PROMPT ▸ Recast the rows below as a Markdown table with the columns "Index" and "Entry". Put each line's number under "Index" and the line under "Entry", and leave out blank lines.

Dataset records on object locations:

════════════════

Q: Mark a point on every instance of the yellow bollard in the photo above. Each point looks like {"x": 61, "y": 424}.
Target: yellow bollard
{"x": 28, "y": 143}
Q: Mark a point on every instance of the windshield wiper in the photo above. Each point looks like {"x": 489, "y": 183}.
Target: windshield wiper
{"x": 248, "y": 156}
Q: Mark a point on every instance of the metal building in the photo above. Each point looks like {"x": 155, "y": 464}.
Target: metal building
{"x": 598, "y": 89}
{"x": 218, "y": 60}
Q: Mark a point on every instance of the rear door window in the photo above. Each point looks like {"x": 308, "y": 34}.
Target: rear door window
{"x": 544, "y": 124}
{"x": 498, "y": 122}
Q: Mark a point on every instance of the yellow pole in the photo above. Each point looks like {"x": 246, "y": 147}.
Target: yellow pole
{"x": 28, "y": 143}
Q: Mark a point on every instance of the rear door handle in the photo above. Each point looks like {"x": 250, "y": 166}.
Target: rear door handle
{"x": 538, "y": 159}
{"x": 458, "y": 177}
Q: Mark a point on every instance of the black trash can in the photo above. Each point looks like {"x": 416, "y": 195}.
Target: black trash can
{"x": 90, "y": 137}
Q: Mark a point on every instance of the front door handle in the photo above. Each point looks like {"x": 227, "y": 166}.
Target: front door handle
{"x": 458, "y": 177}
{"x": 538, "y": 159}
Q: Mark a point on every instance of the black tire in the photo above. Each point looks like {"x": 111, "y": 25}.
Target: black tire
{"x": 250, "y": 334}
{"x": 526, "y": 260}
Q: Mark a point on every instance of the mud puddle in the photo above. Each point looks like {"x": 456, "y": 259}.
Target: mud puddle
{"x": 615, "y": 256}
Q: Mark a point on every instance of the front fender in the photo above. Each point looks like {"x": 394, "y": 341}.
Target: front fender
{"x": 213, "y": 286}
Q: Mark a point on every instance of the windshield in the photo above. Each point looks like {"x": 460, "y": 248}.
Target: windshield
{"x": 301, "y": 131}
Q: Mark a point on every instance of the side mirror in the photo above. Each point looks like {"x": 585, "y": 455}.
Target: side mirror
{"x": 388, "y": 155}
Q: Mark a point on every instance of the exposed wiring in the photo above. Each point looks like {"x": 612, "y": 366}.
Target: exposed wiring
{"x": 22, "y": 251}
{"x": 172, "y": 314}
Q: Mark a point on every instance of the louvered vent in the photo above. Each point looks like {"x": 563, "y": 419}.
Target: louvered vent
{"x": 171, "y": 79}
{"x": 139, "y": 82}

════════════════

OUTPUT ▸
| Index | Entry |
|---|---|
| 1 | Q: Mark a point on every instance of the yellow bollard in the photo above. Each point looks like {"x": 61, "y": 424}. |
| 2 | Target: yellow bollard |
| 3 | {"x": 28, "y": 143} |
| 4 | Q: Mark a point on every instance of the windshield wiper in the photo above. Each point looks like {"x": 489, "y": 183}. |
| 5 | Target: windshield wiper |
| 6 | {"x": 248, "y": 156} |
| 7 | Q: Mark a point on every instance of the metal building in the photo above. Each point looks like {"x": 155, "y": 464}. |
| 8 | Target: metal building |
| 9 | {"x": 598, "y": 89} |
| 10 | {"x": 218, "y": 60} |
| 11 | Q: Mark a point on every instance of the rear door window in the photo above. Each point looks like {"x": 308, "y": 34}. |
| 12 | Target: rear door window |
| 13 | {"x": 544, "y": 124} |
| 14 | {"x": 498, "y": 122} |
| 15 | Q: Mark a point on every instance of the yellow pole in the photo above. Each point looks like {"x": 246, "y": 147}. |
| 16 | Target: yellow pole |
| 17 | {"x": 28, "y": 143} |
| 18 | Q: Mark a point on every instance of the rear door handle in the photo above. Each point looks like {"x": 250, "y": 166}. |
| 19 | Target: rear door handle |
| 20 | {"x": 538, "y": 159} |
| 21 | {"x": 458, "y": 177} |
| 22 | Q: Mark a point on every instance of the black trash can in the photo above. Each point looks like {"x": 416, "y": 195}. |
| 23 | Target: black trash can |
| 24 | {"x": 90, "y": 137} |
| 25 | Q: Mark a point on every instance of the front door handle in the photo above. Each point looks like {"x": 227, "y": 166}. |
| 26 | Target: front door handle |
| 27 | {"x": 458, "y": 177} |
| 28 | {"x": 538, "y": 159} |
| 29 | Q: Mark a point on every instance of the black tire in the photo above. Each point looks like {"x": 111, "y": 25}. |
| 30 | Target: black tire |
| 31 | {"x": 250, "y": 334} |
| 32 | {"x": 526, "y": 260} |
| 33 | Q: Mark a point on every instance of the mud puddle in the photo above. Each point looks like {"x": 456, "y": 259}. |
| 34 | Target: mud puddle |
| 35 | {"x": 615, "y": 256} |
| 36 | Q: Mark a point on every instance of the front fender in the photo above. Each point looks like {"x": 394, "y": 341}. |
| 37 | Target: front fender |
| 38 | {"x": 213, "y": 286} |
| 39 | Q: Mark a point on every instance of the windshield in the photo above. Each point looks like {"x": 460, "y": 248}. |
| 40 | Target: windshield |
| 41 | {"x": 301, "y": 131} |
| 42 | Q: Mark a point on every instance of the side mirror in the photo above. Each point looks like {"x": 585, "y": 455}. |
| 43 | Target: side mirror |
| 44 | {"x": 388, "y": 155} |
| 45 | Q: Mark a point on every instance of the exposed wiring in the photo above. Each point looks like {"x": 612, "y": 366}. |
| 46 | Target: exposed wiring |
| 47 | {"x": 22, "y": 251} |
| 48 | {"x": 172, "y": 314} |
| 49 | Q: Mark a point on every instance of the louvered vent in the photo above. Each point looks like {"x": 563, "y": 419}. |
| 50 | Target: louvered vent |
| 51 | {"x": 171, "y": 79} |
| 52 | {"x": 139, "y": 82} |